Recorded data:
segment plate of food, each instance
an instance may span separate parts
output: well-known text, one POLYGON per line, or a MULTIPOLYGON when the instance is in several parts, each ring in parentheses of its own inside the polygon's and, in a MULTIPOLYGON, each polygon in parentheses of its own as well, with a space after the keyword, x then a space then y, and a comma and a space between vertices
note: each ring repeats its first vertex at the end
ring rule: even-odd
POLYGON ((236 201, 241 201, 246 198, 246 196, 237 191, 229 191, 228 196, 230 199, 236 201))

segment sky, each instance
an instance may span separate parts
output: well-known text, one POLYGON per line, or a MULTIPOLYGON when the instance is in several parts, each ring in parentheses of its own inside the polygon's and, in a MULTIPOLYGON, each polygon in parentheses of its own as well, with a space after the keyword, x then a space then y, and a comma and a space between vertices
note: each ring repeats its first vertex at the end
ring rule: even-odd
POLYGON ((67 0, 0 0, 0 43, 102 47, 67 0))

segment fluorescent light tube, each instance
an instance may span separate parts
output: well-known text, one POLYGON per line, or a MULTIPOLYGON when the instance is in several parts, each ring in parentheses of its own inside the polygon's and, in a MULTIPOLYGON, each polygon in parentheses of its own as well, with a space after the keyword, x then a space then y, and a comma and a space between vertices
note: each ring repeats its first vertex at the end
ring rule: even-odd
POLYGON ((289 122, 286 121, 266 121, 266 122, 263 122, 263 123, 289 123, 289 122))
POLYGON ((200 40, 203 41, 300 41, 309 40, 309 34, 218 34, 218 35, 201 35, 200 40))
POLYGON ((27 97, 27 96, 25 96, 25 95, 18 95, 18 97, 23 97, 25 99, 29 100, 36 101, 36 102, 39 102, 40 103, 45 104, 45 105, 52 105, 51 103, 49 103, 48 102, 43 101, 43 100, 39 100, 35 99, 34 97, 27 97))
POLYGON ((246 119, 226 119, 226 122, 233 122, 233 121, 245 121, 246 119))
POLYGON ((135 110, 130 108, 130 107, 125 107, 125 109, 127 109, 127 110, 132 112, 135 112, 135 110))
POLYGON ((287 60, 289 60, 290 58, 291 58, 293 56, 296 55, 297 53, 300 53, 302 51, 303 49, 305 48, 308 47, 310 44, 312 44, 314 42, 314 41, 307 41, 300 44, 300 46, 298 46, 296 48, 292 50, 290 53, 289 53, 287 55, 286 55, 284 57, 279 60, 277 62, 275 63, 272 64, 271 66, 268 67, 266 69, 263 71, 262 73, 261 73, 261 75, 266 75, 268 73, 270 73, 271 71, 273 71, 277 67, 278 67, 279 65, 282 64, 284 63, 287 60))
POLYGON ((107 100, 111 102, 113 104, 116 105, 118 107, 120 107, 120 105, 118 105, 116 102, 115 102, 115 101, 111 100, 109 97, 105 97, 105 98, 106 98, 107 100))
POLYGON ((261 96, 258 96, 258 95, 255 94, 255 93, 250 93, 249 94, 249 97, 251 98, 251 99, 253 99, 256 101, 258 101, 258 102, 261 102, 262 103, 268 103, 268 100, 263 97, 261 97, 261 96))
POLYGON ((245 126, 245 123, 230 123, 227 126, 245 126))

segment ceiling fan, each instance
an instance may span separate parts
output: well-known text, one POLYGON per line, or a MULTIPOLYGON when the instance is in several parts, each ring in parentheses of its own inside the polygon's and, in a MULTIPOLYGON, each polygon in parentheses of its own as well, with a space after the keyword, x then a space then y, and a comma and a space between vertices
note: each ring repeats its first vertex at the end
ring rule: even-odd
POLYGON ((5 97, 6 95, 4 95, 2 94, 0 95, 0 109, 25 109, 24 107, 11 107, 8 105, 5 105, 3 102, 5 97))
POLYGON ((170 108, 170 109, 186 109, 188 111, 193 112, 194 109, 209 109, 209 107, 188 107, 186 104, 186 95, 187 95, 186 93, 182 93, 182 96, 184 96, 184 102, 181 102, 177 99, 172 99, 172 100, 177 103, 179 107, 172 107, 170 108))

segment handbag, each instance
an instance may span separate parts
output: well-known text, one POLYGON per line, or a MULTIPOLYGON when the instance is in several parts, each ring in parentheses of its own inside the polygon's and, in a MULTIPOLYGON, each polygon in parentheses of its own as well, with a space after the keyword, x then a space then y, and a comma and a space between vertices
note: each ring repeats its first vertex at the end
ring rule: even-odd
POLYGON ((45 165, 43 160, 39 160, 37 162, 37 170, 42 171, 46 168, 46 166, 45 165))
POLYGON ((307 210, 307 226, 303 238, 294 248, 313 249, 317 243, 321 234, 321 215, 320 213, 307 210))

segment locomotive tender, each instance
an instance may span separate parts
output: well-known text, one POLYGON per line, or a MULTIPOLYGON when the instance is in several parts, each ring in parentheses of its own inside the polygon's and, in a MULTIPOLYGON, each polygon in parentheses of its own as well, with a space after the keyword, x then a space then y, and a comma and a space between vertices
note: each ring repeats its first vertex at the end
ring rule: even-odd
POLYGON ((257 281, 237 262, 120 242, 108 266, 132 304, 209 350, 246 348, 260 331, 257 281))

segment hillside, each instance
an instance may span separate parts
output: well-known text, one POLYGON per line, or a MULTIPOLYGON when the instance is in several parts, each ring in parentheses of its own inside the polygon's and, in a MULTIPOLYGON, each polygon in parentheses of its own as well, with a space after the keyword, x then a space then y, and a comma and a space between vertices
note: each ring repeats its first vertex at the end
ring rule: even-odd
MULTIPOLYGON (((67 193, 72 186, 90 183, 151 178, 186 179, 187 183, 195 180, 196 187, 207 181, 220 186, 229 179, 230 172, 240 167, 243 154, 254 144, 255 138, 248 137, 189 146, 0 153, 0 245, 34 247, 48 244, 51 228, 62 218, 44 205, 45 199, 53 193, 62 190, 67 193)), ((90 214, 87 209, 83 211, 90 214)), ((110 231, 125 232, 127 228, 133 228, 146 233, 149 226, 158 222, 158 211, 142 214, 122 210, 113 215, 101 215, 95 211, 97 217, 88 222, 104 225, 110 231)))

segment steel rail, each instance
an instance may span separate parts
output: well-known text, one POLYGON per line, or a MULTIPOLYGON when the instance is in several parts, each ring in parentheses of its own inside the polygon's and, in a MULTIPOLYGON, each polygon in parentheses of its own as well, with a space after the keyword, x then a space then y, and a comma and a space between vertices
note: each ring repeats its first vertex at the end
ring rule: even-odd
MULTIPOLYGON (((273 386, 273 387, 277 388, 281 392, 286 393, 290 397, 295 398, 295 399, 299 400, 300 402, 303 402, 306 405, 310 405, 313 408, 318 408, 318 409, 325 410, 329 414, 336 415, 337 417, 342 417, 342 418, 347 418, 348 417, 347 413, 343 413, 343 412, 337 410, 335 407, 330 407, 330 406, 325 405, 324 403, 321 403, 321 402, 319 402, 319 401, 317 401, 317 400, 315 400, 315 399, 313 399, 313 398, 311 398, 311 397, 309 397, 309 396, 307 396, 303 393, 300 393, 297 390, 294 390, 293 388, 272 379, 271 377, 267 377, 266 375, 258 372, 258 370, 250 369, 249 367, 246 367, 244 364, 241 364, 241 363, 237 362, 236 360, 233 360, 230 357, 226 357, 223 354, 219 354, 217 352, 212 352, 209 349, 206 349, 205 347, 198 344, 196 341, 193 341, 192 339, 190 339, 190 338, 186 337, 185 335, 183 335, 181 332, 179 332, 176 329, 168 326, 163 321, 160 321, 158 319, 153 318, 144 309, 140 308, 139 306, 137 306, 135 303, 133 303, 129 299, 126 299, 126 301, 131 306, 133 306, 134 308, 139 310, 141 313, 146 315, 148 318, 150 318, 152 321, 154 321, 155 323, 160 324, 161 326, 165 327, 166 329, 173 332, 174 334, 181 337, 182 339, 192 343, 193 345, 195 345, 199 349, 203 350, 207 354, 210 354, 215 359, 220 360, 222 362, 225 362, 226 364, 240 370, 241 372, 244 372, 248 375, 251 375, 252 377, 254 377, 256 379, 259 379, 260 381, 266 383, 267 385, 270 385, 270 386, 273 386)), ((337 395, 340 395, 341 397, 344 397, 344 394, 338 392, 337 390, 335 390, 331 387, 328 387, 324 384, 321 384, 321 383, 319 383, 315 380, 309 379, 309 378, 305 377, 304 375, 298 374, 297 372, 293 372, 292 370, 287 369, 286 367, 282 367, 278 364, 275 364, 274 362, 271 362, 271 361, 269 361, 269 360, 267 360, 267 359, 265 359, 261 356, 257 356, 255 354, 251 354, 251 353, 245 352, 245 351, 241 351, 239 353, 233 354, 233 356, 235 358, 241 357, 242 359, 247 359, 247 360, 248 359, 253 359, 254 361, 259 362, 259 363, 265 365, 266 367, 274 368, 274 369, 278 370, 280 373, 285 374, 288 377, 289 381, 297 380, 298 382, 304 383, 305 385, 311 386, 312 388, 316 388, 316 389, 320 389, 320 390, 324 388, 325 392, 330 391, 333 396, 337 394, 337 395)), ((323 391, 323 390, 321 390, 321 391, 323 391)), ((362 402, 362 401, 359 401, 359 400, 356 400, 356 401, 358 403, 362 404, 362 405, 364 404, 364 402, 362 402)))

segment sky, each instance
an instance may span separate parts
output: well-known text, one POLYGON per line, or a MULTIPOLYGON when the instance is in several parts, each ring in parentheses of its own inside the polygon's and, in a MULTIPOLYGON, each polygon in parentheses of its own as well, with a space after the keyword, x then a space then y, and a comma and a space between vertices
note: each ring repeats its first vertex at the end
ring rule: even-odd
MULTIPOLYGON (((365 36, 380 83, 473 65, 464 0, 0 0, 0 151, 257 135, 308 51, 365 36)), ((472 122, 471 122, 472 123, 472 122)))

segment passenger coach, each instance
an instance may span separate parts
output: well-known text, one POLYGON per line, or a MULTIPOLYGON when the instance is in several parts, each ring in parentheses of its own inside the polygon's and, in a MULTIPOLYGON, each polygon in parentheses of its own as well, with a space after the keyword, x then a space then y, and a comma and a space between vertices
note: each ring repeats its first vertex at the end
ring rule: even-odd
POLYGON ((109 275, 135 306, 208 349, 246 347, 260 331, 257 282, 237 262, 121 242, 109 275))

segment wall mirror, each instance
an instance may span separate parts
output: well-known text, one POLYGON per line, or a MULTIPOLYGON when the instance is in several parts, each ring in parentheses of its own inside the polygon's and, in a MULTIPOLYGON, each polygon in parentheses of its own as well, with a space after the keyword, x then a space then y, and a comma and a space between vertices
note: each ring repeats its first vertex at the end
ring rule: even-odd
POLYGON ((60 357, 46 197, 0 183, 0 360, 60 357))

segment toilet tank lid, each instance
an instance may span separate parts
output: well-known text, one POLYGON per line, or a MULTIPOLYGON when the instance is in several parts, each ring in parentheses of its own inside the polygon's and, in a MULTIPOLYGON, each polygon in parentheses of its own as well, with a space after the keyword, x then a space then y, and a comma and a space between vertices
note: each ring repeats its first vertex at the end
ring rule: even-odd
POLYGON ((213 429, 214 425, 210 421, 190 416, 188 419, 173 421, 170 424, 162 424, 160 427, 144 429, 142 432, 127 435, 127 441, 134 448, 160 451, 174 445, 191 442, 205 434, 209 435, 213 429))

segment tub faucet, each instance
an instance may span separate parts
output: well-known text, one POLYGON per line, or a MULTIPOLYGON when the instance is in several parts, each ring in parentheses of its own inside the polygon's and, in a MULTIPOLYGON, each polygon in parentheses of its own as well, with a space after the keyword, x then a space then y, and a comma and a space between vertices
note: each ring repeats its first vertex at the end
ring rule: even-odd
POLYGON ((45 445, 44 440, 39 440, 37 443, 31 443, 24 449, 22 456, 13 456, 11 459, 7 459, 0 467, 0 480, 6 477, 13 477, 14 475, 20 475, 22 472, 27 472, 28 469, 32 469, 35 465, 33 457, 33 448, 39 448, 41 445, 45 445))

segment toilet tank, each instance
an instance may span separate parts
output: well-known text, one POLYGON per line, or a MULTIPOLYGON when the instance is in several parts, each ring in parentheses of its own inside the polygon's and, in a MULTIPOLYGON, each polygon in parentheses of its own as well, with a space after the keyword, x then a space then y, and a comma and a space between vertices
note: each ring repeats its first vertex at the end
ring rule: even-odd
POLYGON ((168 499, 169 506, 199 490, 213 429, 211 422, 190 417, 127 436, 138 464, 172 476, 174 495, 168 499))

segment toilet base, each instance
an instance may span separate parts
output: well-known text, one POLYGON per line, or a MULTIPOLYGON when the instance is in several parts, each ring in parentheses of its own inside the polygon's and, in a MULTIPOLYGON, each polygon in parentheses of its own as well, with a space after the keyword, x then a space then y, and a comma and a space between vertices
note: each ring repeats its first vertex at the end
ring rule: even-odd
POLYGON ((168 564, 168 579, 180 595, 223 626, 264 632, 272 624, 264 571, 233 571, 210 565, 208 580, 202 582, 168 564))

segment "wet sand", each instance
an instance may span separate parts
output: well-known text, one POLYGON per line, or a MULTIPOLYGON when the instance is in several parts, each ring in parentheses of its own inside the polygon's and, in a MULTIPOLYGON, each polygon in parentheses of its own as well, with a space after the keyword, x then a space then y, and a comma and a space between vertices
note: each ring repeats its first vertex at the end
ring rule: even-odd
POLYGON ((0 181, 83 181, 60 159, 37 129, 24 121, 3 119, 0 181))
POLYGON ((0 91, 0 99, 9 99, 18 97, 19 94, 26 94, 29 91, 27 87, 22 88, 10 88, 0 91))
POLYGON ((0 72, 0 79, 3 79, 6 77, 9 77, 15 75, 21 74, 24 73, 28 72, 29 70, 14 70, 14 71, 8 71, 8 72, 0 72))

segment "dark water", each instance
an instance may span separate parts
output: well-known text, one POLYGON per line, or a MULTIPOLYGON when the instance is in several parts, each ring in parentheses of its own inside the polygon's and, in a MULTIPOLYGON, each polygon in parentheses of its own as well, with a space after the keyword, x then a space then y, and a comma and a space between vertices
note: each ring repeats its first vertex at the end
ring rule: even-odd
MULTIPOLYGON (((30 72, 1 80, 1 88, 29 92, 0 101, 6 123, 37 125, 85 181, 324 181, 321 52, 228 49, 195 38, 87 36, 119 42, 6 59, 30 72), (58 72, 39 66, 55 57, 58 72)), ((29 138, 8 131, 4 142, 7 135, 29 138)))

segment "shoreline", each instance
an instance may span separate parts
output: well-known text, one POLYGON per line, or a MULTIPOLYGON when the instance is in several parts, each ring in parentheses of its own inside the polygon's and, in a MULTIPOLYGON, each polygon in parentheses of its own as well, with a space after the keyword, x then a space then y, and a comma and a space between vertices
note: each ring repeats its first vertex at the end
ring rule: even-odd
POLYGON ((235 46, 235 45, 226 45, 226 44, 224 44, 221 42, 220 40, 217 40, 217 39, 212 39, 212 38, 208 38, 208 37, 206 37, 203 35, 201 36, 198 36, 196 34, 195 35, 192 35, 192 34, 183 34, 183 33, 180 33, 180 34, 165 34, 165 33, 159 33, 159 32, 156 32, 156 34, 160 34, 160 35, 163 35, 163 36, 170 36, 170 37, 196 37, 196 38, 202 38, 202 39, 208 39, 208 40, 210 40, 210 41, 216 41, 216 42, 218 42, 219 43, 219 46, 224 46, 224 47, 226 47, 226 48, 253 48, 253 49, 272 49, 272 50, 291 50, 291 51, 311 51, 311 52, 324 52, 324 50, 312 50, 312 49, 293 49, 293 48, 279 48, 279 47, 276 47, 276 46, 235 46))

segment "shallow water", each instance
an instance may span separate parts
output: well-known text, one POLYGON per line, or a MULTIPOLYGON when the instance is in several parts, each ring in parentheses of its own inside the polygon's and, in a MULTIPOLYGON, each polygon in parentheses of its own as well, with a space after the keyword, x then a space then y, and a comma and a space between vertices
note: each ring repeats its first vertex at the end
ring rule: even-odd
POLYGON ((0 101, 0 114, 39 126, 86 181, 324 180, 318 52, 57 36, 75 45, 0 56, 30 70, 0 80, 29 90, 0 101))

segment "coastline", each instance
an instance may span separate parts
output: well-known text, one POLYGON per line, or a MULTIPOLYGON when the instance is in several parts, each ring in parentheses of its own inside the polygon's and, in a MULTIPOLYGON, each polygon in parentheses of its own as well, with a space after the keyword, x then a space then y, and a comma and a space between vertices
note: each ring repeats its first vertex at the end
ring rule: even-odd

**PROBLEM TO WORK ON**
Which lines of the data above contain the string "tank"? Pick out and copy each such line in full, matching case exactly.

**RESPONSE TO THIS EXERCISE**
segment toilet tank lid, each instance
segment toilet tank, each instance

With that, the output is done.